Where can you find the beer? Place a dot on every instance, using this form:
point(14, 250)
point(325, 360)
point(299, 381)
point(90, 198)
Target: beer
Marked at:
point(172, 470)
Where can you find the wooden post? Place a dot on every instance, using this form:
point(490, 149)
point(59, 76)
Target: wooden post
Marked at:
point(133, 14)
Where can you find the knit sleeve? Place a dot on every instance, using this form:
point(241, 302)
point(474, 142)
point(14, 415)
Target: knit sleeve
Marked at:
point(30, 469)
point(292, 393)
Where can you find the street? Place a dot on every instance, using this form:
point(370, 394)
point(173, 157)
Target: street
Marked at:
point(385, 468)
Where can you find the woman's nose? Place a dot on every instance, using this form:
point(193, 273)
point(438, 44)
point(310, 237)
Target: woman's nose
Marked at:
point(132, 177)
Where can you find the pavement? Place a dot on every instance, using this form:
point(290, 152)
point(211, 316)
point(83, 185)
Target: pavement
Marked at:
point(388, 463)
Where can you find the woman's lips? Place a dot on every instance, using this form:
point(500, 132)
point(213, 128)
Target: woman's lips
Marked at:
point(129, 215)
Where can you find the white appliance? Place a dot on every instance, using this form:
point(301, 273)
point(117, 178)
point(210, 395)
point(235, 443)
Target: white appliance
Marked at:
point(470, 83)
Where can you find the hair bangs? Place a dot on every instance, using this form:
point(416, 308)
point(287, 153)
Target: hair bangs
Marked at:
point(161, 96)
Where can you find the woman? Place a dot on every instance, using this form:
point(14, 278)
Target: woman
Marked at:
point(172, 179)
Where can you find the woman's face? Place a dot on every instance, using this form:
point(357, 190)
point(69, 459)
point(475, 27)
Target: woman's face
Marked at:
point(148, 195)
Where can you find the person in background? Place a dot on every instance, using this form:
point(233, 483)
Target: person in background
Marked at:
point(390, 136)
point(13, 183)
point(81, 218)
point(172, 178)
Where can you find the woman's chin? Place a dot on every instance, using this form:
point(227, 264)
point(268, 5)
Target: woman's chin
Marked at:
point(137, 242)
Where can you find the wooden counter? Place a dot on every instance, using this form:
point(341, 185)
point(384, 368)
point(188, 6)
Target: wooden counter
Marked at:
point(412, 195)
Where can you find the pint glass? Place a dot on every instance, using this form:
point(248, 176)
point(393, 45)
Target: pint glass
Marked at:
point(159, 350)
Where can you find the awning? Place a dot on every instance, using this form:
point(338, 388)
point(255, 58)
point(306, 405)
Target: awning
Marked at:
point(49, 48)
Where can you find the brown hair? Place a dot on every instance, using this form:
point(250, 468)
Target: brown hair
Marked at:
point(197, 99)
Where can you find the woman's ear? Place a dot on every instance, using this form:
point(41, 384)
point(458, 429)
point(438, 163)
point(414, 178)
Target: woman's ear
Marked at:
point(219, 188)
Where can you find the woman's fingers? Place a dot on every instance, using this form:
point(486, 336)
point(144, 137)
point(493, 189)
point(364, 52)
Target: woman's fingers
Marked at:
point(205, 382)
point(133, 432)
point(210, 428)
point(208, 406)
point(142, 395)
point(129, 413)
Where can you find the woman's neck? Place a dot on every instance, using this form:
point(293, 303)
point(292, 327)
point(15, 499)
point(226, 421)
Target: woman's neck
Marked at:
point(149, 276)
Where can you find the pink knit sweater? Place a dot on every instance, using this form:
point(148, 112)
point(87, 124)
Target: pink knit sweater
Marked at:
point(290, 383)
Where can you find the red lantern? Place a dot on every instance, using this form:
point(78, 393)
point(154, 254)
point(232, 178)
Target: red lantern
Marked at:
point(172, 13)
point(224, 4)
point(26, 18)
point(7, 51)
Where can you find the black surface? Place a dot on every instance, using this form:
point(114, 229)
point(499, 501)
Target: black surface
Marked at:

-- Written request --
Rewrite the material above, replacing "Place a dot" with "Put a mark" everywhere it occurs and leaving all else unchanged.

-- The output --
Where can you find the beer? Put a mark on every instance, using this form:
point(14, 250)
point(325, 360)
point(299, 381)
point(90, 198)
Target: beer
Marked at:
point(172, 470)
Where can you find the wooden post? Put a mark on every instance, using this form:
point(490, 149)
point(59, 76)
Target: wooden post
Marked at:
point(133, 14)
Where can you find the knit sleeve? Put a mark on every instance, using this form:
point(241, 302)
point(474, 142)
point(14, 415)
Target: knit sleeve
Marked at:
point(30, 469)
point(292, 393)
Where can you find the street? Put a mark on every instance, using this form:
point(370, 394)
point(173, 157)
Target: street
Marked at:
point(385, 468)
Where can you find the woman's nose? Put a mark on every instance, using this form:
point(193, 273)
point(438, 44)
point(310, 237)
Target: woman's nose
Marked at:
point(132, 177)
Where can you find the pavement? Put a mark on every instance, using this form:
point(290, 152)
point(211, 316)
point(83, 185)
Target: pavement
Marked at:
point(388, 463)
Where can you find the woman's lips? Put a mark on every instance, using this form:
point(500, 132)
point(213, 128)
Target: woman's lips
Marked at:
point(129, 215)
Where can you find the white appliance? Put a mark on every instance, using this form:
point(301, 273)
point(117, 178)
point(210, 395)
point(235, 443)
Target: white appliance
Marked at:
point(470, 83)
Where can you find the hair bangs? Put a mark on every instance, using this form:
point(416, 308)
point(287, 153)
Target: hair bangs
Marked at:
point(161, 96)
Where can you find the woman? Put a mark on every instance, using this form:
point(14, 278)
Target: woman
Marked at:
point(172, 179)
Where can you find the woman's face? Put a mark on every instance, using this form:
point(357, 190)
point(69, 459)
point(475, 27)
Target: woman's face
Marked at:
point(148, 195)
Where can you find the person in background? Put a mark on every instance, using this form:
point(233, 483)
Target: person in background
Marked at:
point(390, 136)
point(13, 183)
point(81, 218)
point(172, 178)
Where can you find the woman's chin? Put a mark on every instance, using this form:
point(227, 264)
point(268, 5)
Target: woman's chin
Marked at:
point(137, 242)
Where can you find the wooden counter? Put a mark on every instance, using this form:
point(341, 185)
point(384, 368)
point(188, 6)
Target: wooden counter
Marked at:
point(412, 195)
Where can you find the pint glass? Put a mark on every instance, using this form:
point(248, 176)
point(393, 45)
Target: pint glass
Marked at:
point(159, 350)
Where can you find the awning? Put a mark on every instance, using this form:
point(338, 388)
point(255, 58)
point(306, 405)
Target: awning
Marked at:
point(49, 48)
Where can you find the brown hair? Put a mark on every instance, using this form:
point(250, 468)
Target: brown hair
Marked at:
point(197, 99)
Where can you find the woman's ear? Put a mark on every instance, using this form:
point(41, 384)
point(458, 429)
point(438, 163)
point(414, 178)
Target: woman's ear
Marked at:
point(219, 188)
Where can you find the woman's fingers? Put a mark on every instance, using this form:
point(486, 336)
point(144, 137)
point(493, 189)
point(364, 52)
Target: woman's fingers
Marked at:
point(205, 382)
point(133, 432)
point(210, 428)
point(208, 406)
point(142, 395)
point(129, 413)
Where can you find the woman's neck? Put a mark on every instance, using this form:
point(293, 303)
point(292, 327)
point(15, 499)
point(226, 421)
Target: woman's neck
Marked at:
point(149, 276)
Where can you find the pink knit sweater? Put a mark on every instance, using this form:
point(148, 112)
point(87, 124)
Target: pink knit sweater
Marked at:
point(290, 383)
Where can you find the red lantern? Put a mark on every instance, using this form:
point(78, 393)
point(154, 254)
point(232, 178)
Target: red lantern
Marked at:
point(172, 13)
point(224, 4)
point(26, 18)
point(7, 51)
Where can you find the black surface? Put a mark on every instance, using this form:
point(114, 229)
point(499, 501)
Target: black surface
Marked at:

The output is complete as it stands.